[Quoted text]
All of this ignores another very real problem, that being most phishing sites are not bespoke sites, instead, they are sites that are hacked and re-purposed. A good example of this is this one from a few weeks ago. What we appear to have here is a company called Northern Computer Services, LLC hosting a website for a business with the domain name “stampsbyjudith.com” hosting a Bank of America phishing site.

Now EV proponents surely see this as an example of EV working but if you look at it critically you will see it is exactly the opposite. First, could a customer believe that this “Northern Computer Services” is somehow a service provider to Bank of America? It seems reasonable to assume that the average user does not know anything about the way Bank Of America operates its services. In-fact even if you do have some level of understanding it’s incredibly common for banks to use service providers for different capabilities, maybe this Northern Computer Services hosts the BoFa website or provide billpay or mortgage services. How is the average user to know?

But what about the URL? There is no plausible way Bank Of America is hosting their site on the domain stampsbyjudith.com! Your absolutely right! it’s a fair expectation of us that if a user happens to look at the address bar that they should be able to figure that out. This is of course something you get when you use DV though, no EV necessary. Then there is the issue that studies also show that users do not look at the address bar either.

This is why Microsoft has created SmartScreen and Google has created Safe Browsing. These solutions utilize the massive scale and technology depth of these organizations along with machine learning and other advanced techniques to find phishing sites. As a result when a user navigates to a site similar to this one they get a interstitial warning them about proceeding.

In summary, in this context, I would argue that as EV exists today it actually makes things harder on the user and easier on the attacker.

With that context in mind let’s explore each of the arguments that Melih makes.

Users want protection from Transit Providers. Sure they do but I would say the if a user framed the topic this way it would demonstrate the how little they actually understand of the problem in question. It is not just “transit providers” they need protection from, it is every entity other than those that are necessary to serve the application hosted at a domain.

Networking is so complex it is not possible to expect even some of the most technical users to understand all of the nuances involved here.

I would like to point out that Melih again attempts to redefine terms, this time in a disingenuous way. Specifically, in this part of his post suggest there is some common understanding that there is a difference between “encipherment” and “encryption”.

Let’s again take a look at what the Oxford Dictionary says:

Encryption – The process of converting information or data into a code, especially to prevent unauthorized access.

Encipherment – Convert (a message or piece of text) into a coded form.

As you can see, these words mean the same thing. The only difference being the example use case in one of the definitions. But maybe this inconsistency is use  is because the Oxford Dictionary does not address a cryptographers view on these words? Unfortunately, that is not the case either, if you were to look at books like Serious Cryptography, Cryptography and Network Security, or even the very dated Applied Cryptography you will find no usage of these terms in this way.

What Melih has suggested in the past, and continues to do so in this section is that somehow if you authenticate only the domain and use that authentication as the basis for the session protection that this is not “encryption”.

Going so far to suggest that it is only encryption if you authenticate the legal entity. This is frankly ludicrous and I can not even respond to this more than I just have here.

I can say, that redefining a term, especially in such a specious way devalues any other valid points he may have.

Object location annotation data:
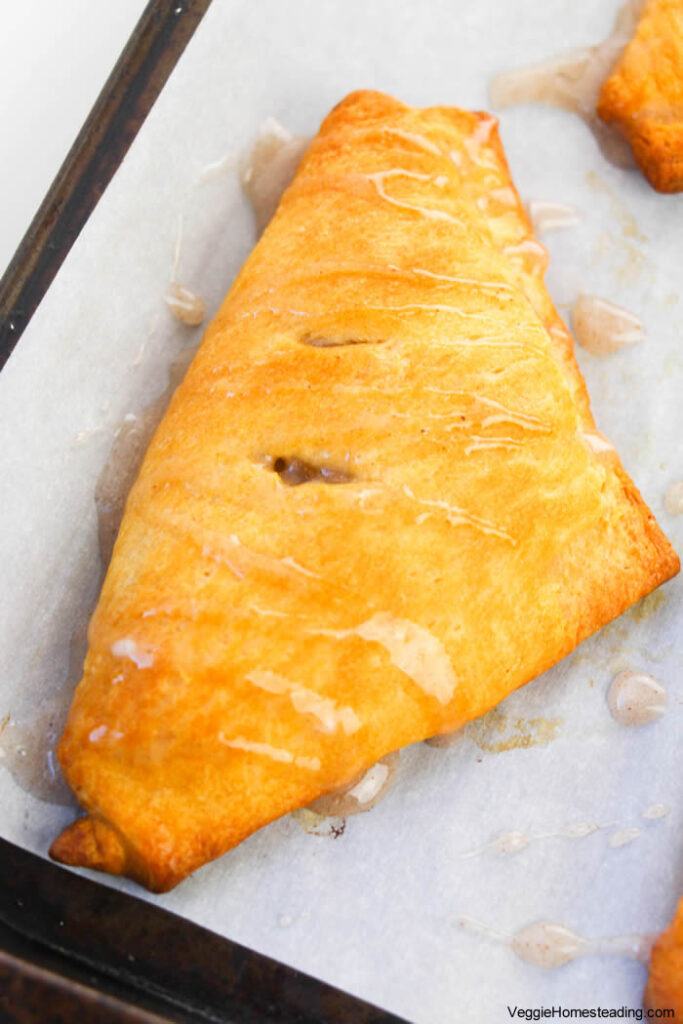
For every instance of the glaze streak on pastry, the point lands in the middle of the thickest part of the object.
(259, 644)
(643, 96)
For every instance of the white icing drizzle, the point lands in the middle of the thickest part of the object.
(656, 811)
(128, 647)
(602, 328)
(673, 500)
(501, 414)
(412, 648)
(379, 177)
(269, 167)
(329, 714)
(549, 216)
(420, 140)
(636, 698)
(274, 753)
(461, 517)
(622, 837)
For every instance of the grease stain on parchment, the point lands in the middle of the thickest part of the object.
(496, 732)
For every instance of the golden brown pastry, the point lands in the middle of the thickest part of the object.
(643, 96)
(377, 505)
(665, 984)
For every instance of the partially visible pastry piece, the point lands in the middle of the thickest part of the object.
(665, 985)
(643, 96)
(377, 505)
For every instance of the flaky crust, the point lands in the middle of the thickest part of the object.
(665, 983)
(257, 644)
(643, 96)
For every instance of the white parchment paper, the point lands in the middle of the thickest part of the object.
(376, 910)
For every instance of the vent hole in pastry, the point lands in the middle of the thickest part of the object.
(294, 471)
(336, 341)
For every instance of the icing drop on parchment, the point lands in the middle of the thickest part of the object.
(623, 837)
(602, 328)
(549, 944)
(269, 167)
(29, 743)
(513, 841)
(636, 698)
(130, 444)
(655, 811)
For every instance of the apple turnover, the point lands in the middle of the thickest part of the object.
(643, 96)
(377, 504)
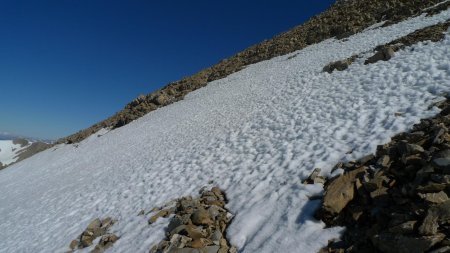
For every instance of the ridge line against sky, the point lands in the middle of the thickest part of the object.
(68, 64)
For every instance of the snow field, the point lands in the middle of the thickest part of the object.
(256, 134)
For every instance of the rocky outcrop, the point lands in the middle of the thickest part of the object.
(97, 228)
(341, 20)
(198, 225)
(397, 200)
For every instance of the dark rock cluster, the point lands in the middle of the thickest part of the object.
(198, 225)
(342, 19)
(97, 228)
(398, 199)
(432, 33)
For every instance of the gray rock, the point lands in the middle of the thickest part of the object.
(340, 192)
(384, 161)
(408, 149)
(201, 217)
(435, 215)
(394, 243)
(384, 54)
(207, 249)
(404, 228)
(436, 198)
(445, 249)
(338, 65)
(443, 163)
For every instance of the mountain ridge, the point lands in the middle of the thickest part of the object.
(341, 20)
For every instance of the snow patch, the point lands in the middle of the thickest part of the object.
(256, 134)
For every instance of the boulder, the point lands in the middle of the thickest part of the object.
(201, 217)
(395, 243)
(340, 191)
(384, 54)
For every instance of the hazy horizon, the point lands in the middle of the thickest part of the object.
(67, 65)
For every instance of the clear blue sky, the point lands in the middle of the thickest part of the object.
(67, 64)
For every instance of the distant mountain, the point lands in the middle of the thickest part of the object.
(14, 148)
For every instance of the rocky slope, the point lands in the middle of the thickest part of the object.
(256, 135)
(396, 200)
(341, 20)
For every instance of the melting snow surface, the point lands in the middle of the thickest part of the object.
(256, 134)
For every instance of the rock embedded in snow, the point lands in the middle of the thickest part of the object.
(95, 229)
(400, 206)
(198, 225)
(384, 54)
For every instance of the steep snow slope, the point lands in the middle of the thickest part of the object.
(256, 133)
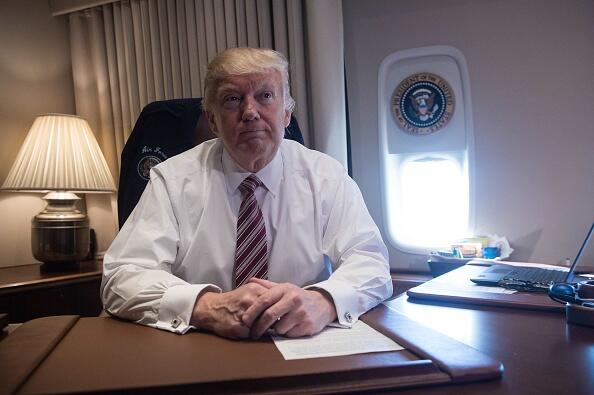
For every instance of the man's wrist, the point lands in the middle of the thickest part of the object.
(201, 317)
(327, 302)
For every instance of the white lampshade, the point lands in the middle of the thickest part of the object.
(60, 153)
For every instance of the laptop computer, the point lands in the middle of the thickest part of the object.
(537, 278)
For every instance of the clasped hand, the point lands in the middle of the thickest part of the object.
(259, 305)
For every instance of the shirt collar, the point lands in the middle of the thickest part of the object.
(270, 175)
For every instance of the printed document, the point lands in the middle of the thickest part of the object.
(359, 339)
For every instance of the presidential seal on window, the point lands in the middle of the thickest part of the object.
(423, 103)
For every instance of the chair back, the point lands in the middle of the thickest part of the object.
(164, 129)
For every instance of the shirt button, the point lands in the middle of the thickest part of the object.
(348, 317)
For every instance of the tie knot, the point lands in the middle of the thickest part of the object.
(250, 184)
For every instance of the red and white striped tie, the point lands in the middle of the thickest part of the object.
(251, 254)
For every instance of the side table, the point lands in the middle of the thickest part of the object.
(30, 291)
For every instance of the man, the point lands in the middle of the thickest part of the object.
(247, 232)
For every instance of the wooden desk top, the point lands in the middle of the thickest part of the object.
(13, 278)
(542, 354)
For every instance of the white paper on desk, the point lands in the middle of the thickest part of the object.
(359, 339)
(493, 290)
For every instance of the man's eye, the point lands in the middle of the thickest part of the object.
(267, 95)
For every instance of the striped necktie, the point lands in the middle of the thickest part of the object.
(251, 257)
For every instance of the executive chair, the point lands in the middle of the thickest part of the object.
(164, 129)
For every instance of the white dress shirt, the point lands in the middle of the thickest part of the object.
(180, 239)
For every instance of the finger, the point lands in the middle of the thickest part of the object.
(265, 283)
(267, 320)
(297, 331)
(286, 324)
(280, 314)
(262, 303)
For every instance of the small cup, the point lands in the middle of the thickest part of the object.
(585, 289)
(490, 252)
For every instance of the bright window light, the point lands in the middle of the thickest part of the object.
(431, 202)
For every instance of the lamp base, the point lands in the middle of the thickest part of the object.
(60, 233)
(58, 267)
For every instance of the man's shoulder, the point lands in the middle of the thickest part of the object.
(201, 158)
(302, 159)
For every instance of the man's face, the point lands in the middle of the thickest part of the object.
(250, 117)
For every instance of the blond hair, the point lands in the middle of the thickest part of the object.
(242, 61)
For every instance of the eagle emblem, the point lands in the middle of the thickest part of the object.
(423, 103)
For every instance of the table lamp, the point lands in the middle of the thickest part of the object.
(60, 156)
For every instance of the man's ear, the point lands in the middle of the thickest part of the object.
(287, 118)
(211, 122)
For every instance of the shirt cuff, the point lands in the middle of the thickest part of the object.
(177, 305)
(345, 301)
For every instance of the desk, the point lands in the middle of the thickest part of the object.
(28, 292)
(541, 353)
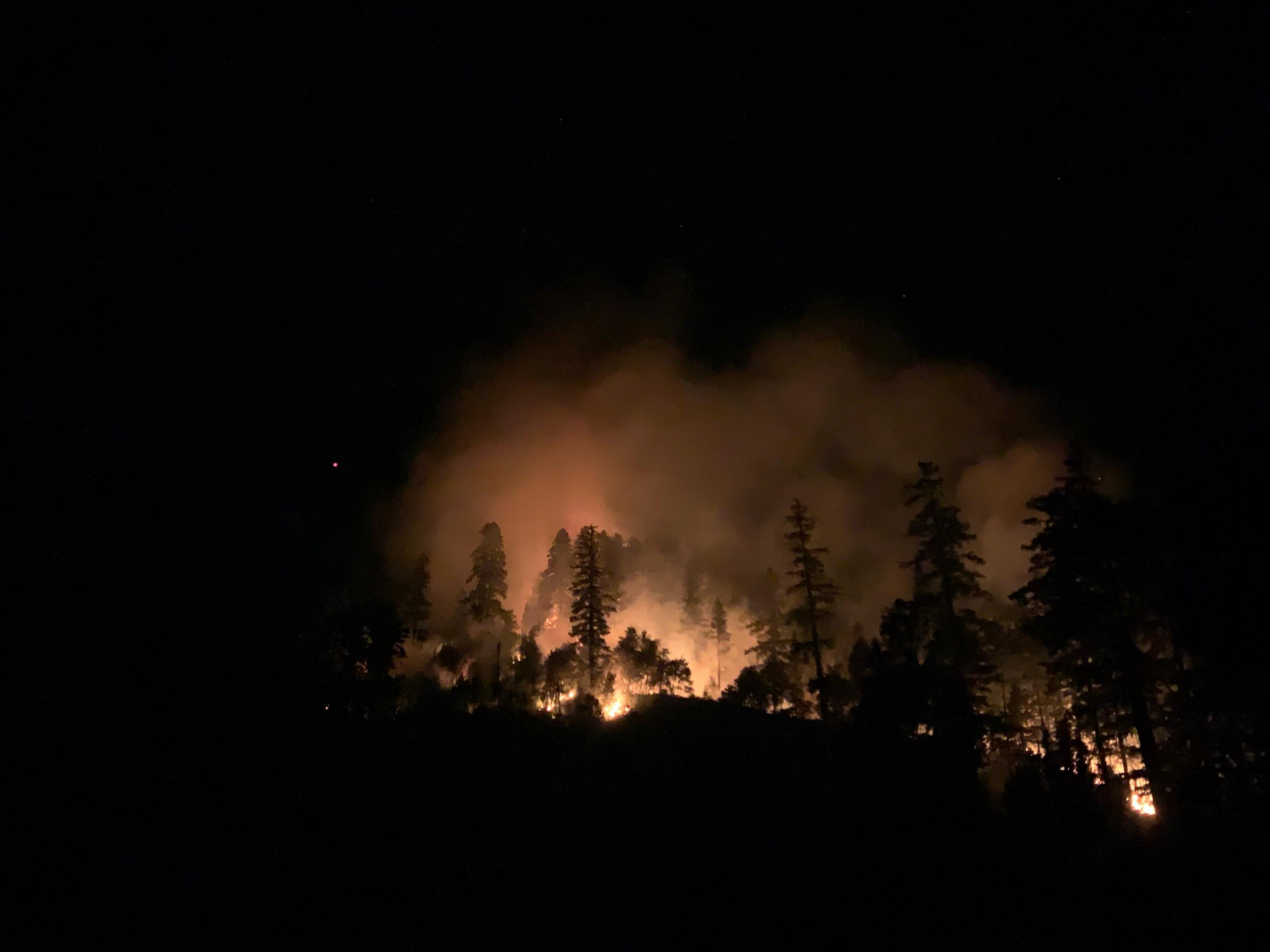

[Tasks for this exercise]
1. Could you edit the records, starting at the line that has "For every instance of the desk, the" and running to their end, so that "desk" becomes "writing desk" with nothing else changed? Omit the pictures from your answer.
2. How would the essay on EV certificates and phishing continue after its last sentence?

[Written responses]
1.
For every instance of the writing desk, the point lands in the middle of the thickest part of the object.
(28, 292)
(541, 353)

2.
But what about the users! The users want to know who they are dealing with! I actually agree with this but I also think it is far more complicated than users actually understand. So much so I would argue it is not possible to do in most cases. As a father when I run into situations where my kids want things that are not possible I sometimes joke with them and say “Well I want a pony!”.

It feels to me this is probably a case where that response is appropriate. The reality is there is not a globally unique business name, this is also the case with logos. Probably the best mainstream examples of this are the fake Starbucks stores and the notorial “Apple Stores” of Asia.

Fake Apple Store Highlights Counterfeit China

77778-full

This is the nature of brand names, in-fact there is an entire discipline of law (Trademark Law) dedicated to this topic and multilateral international agreements on how such disputes are to be handled.

So in the context of the url, does EV as it stands today add or remove value? From my perspective, it seems to me at a minimum in this context it provides no value but I could also make a reasonable argument it makes things worse here as well due to the introduction of more surface area for confusion.

User’s want to know if its “safe” to interact with the website! Again I can agree with this, the problem is names do not harm — we even teach our kids rhymes to remind them of this fact:

Sticks and stones may break my bones, but names can never hurt me.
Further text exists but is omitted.